***** AUSZUG *****

Österreich:Vergesslichkeit ist nicht strafbar

Fortsetzung Ibiza-Untersuchungsausschuss

Wolfgang Sobotka ist nicht nur Vorsitzender des Ibiza-Untersuchuchngsausschusses, sondern auch Zeuge - und erinnert sich nicht an alles.

(Foto: Georg Hochmuth/dpa)

Im Ibiza-Untersuchungsausschuss häufen sich Falschaussagen und Gedächtnislücken. Ermittlungen werden eingestellt oder gar nicht erst aufgenommen.

Von Cathrin Kahlweit, Wien

Ein Teil der politischen Auseinandersetzung in Österreich ist mittlerweile in parlamentarische Untersuchungsausschüsse verlagert worden, die nicht öffentlich sind und deren brisante Ergebnisse schnell mal untergehen. Dort scheint eine gewisse Verlotterung der Sitten eingesetzt zu haben. Auskunftspersonen müssen die Wahrheit sagen, so sieht es das Gesetz vor. Sagen sie die Unwahrheit, muss das allerdings nachweislich "schuldhaft" geschehen, wie der renommierte Verfassungsrechtler Heinz Mayer der SZ am Telefon erläutert; das nennt man dann eine "Falschaussage". Und von denen gibt es etliche.

Im laufenden Ausschuss über die mutmaßliche Käuflichkeit der türkis-blauen Regierung, vulgo Ibiza-Ausschuss, häuften sich zuletzt eher massive Erinnerungslücken. Finanzminister Gernot Blümel liegt mit 86 fehlenden Erinnerungen ganz weit vorn, Bernhard Bonelli, Kanzleramtschef von Sebastian Kurz, konnte am vergangenen Mittwoch mit 70 Gedächtnisausfällen aufwarten, der Ausschussvorsitzende Wolfgang Sobotka, der auch als Zeuge auftreten musste, erinnerte sich nicht mehr, dass er Ex-Wirecard-Finanzvorstand Jan Marsalek begegnet war.

***** DATENSÄTZE *****

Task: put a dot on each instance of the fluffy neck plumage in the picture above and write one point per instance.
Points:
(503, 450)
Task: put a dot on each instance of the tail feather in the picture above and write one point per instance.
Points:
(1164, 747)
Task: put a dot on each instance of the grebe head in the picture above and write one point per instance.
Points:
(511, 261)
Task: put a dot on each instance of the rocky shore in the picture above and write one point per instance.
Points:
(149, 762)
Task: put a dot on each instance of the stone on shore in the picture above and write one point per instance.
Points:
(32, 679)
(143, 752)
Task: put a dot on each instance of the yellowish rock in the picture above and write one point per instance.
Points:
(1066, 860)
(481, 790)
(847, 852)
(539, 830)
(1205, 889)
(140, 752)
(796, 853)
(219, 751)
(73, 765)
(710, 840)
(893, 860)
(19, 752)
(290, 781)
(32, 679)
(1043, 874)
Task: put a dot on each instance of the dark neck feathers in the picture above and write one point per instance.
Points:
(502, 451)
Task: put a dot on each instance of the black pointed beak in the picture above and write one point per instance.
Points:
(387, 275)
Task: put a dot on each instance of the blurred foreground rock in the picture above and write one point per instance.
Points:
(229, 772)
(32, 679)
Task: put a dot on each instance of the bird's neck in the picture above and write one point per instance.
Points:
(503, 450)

*****
***** DATENSÄTZE *****

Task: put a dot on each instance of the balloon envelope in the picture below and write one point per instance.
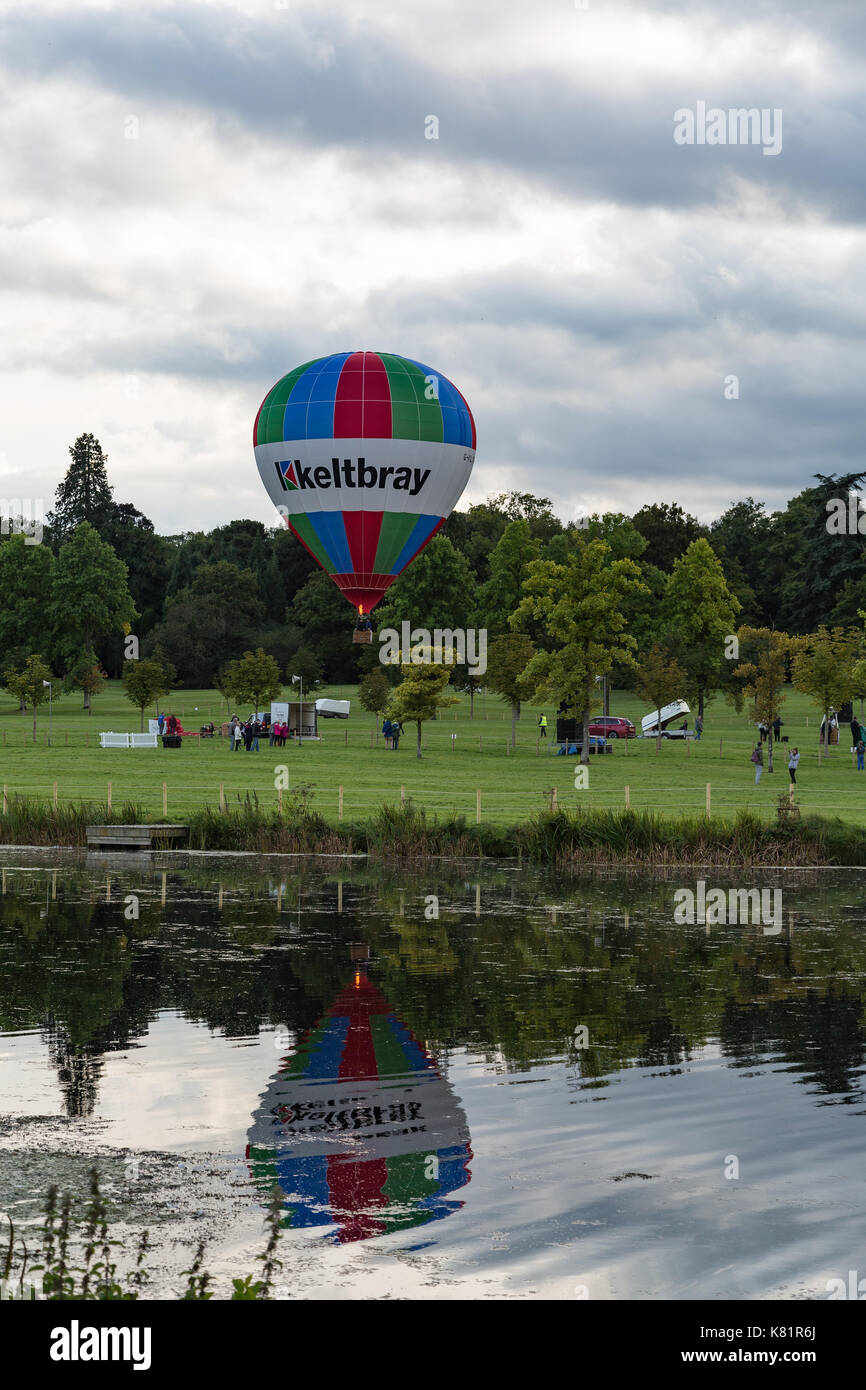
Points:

*****

AUFGABEN –
[a] Wie viele fehlende Erinnerungen hat Finanzminister Gernot Blümel laut dem Auszug?
[b] Übersetze diesen Satz aus dem Auszug ins Englische: „Auskunftspersonen müssen die Wahrheit sagen, so sieht es das Gesetz vor.“
[c] Gib den Auszug wortgetreu wieder: Fang bei den Worten „Fortsetzung Ibiza-Untersuchungsausschuss“ an und hör nach „nicht an alles.“ auf.

ANTWORTEN –
[a] 86

[b] Persons called to testify must tell the truth, as the law provides.

[c]
Fortsetzung Ibiza-Untersuchungsausschuss

Wolfgang Sobotka ist nicht nur Vorsitzender des Ibiza-Untersuchuchngsausschusses, sondern auch Zeuge - und erinnert sich nicht an alles.